Seventies Nostalgia

Friday, June 13, 2008

Hedda and Louella

In 1976, Adrian George, the painter and illustrator was so fed up with me going round to the flat he shared with Celia Birtwell and gossiping for free, he encouraged me to write a gossip column on spec. He then took it to Ritz Newspaper's office in David Bailey's house in Primrose Hill, and the editorial team (including Bailey and his wife Marie Helvin) thought it was so bitchy, I was hired on the spot.

Nicholas Haslam was hired at the same time as me for the magazine's second issue, and David Litchfield, Ritz's editorial editor took us both out to lunch at Langan's Brasserie to anoint our hiring. Nicky decided to gossip under the pseudo name 'Paul Parsons', presumably to avoid confusion re: his role as a fashionable interior decorator. He agreed to write about his British aristocratic friends, and I had no option but to write about the flotsam and jetsam which came under the 'cafe society' category.

Nicky and I were rivals - we often attended the same parties - but we were the 'best' of friends. He used to regularly take me out for lunch at restaurants like San Lorenzo's. I think our luncheon dates dried up after he couldn't land an invitation for a showbiz party thrown by Allan Carr, the producer at Burke's club. It was held in Marvin Hamlisch's honour (he had recently composed "A Chorus Line"), and after his televised concert at the Royal Albert Hall, Jeffrey Lane, the then publicist at the London office of Rogers and Cowan did the PR for the party. I'd known Jeffrey since he was the publicity director at Columbia (EMI-Warner) in Wardour Street in the early Seventies. I was the Press Officer for Warner Bros. at the time, and we both worked at opposite ends of the publicity corridor.

[Stated exercise 1]: Quote the entire blog post about the Seventies gossip column word for word.
The rows that follow bear no relation to the blog post above.

[Stored data]:
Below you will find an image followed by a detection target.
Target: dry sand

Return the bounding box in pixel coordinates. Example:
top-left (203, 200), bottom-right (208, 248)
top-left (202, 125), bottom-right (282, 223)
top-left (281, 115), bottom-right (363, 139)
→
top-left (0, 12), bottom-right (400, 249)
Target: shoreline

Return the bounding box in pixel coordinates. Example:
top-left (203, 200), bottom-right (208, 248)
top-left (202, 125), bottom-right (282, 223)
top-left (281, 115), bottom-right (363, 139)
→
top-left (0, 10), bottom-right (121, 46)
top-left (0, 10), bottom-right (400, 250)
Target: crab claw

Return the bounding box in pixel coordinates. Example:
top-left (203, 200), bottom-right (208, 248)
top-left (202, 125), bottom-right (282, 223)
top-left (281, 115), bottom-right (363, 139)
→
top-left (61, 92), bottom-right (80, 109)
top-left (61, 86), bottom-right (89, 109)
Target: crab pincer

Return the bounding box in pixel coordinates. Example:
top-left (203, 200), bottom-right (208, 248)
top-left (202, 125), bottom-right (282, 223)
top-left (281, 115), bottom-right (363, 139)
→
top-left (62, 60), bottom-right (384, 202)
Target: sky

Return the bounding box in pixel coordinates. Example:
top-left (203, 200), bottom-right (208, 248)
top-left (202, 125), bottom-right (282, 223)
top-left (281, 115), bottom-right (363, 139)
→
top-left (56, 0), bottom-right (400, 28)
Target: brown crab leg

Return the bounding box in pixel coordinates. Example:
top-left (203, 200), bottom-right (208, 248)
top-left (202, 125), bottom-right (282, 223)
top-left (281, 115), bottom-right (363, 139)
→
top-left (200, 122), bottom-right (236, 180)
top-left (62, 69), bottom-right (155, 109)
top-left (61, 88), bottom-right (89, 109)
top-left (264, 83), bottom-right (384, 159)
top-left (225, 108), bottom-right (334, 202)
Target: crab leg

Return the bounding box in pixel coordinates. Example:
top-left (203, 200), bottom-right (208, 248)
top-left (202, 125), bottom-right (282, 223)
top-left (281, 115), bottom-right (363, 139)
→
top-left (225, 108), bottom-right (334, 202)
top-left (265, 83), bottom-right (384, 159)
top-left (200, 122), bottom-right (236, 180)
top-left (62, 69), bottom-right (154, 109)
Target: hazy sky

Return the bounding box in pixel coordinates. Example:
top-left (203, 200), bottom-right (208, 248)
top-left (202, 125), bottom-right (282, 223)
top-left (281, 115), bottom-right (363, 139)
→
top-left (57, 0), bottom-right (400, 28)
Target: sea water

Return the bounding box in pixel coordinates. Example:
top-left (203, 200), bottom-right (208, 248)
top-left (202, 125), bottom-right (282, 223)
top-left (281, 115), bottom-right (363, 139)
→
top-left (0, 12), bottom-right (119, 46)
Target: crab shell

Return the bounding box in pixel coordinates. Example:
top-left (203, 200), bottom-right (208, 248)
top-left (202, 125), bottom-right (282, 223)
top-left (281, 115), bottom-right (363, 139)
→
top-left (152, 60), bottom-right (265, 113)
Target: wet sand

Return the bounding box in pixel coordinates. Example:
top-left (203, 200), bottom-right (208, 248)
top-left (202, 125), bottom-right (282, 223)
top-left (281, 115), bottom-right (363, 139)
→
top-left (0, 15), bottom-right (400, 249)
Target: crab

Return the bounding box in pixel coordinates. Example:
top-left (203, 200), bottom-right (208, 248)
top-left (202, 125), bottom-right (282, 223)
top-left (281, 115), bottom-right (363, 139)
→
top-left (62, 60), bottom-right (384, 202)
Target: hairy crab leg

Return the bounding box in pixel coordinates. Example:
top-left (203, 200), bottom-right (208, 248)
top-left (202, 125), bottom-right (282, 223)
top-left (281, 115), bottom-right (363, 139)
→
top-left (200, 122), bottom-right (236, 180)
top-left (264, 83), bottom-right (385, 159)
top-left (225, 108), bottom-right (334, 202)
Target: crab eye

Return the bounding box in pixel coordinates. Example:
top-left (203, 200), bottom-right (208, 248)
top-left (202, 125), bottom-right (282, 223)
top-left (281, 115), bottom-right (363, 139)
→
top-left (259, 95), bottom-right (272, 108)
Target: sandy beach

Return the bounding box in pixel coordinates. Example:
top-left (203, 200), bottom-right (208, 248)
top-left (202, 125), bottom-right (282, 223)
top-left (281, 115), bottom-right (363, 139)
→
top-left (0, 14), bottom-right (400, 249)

[Stated exercise 2]: Print verbatim the stretch of the rows from the line containing "Target: sky" through the line containing "top-left (57, 0), bottom-right (400, 28)", including both of those lines.

[Reply 1]:
Seventies Nostalgia

Friday, June 13, 2008

Hedda and Louella

In 1976, Adrian George, the painter and illustrator was so fed up with me going round to the flat he shared with Celia Birtwell and gossiping for free, he encouraged me to write a gossip column on spec. He then took it to Ritz Newspaper's office in David Bailey's house in Primrose Hill, and the editorial team (including Bailey and his wife Marie Helvin) thought it was so bitchy, I was hired on the spot.

Nicholas Haslam was hired at the same time as me for the magazine's second issue, and David Litchfield, Ritz's editorial editor took us both out to lunch at Langan's Brasserie to anoint our hiring. Nicky decided to gossip under the pseudo name 'Paul Parsons', presumably to avoid confusion re: his role as a fashionable interior decorator. He agreed to write about his British aristocratic friends, and I had no option but to write about the flotsam and jetsam which came under the 'cafe society' category.

Nicky and I were rivals - we often attended the same parties - but we were the 'best' of friends. He used to regularly take me out for lunch at restaurants like San Lorenzo's. I think our luncheon dates dried up after he couldn't land an invitation for a showbiz party thrown by Allan Carr, the producer at Burke's club. It was held in Marvin Hamlisch's honour (he had recently composed "A Chorus Line"), and after his televised concert at the Royal Albert Hall, Jeffrey Lane, the then publicist at the London office of Rogers and Cowan did the PR for the party. I'd known Jeffrey since he was the publicity director at Columbia (EMI-Warner) in Wardour Street in the early Seventies. I was the Press Officer for Warner Bros. at the time, and we both worked at opposite ends of the publicity corridor.

[Reply 2]:
Target: sky

Return the bounding box in pixel coordinates. Example:
top-left (203, 200), bottom-right (208, 248)
top-left (202, 125), bottom-right (282, 223)
top-left (281, 115), bottom-right (363, 139)
→
top-left (56, 0), bottom-right (400, 28)
Target: brown crab leg

Return the bounding box in pixel coordinates. Example:
top-left (203, 200), bottom-right (208, 248)
top-left (202, 125), bottom-right (282, 223)
top-left (281, 115), bottom-right (363, 139)
→
top-left (200, 122), bottom-right (236, 180)
top-left (62, 69), bottom-right (155, 109)
top-left (61, 88), bottom-right (89, 109)
top-left (264, 83), bottom-right (384, 159)
top-left (225, 108), bottom-right (334, 202)
Target: crab leg

Return the bounding box in pixel coordinates. Example:
top-left (203, 200), bottom-right (208, 248)
top-left (202, 125), bottom-right (282, 223)
top-left (281, 115), bottom-right (363, 139)
→
top-left (225, 108), bottom-right (334, 202)
top-left (265, 83), bottom-right (384, 159)
top-left (200, 122), bottom-right (236, 180)
top-left (62, 69), bottom-right (154, 109)
Target: hazy sky

Return the bounding box in pixel coordinates. Example:
top-left (203, 200), bottom-right (208, 248)
top-left (202, 125), bottom-right (282, 223)
top-left (281, 115), bottom-right (363, 139)
→
top-left (57, 0), bottom-right (400, 28)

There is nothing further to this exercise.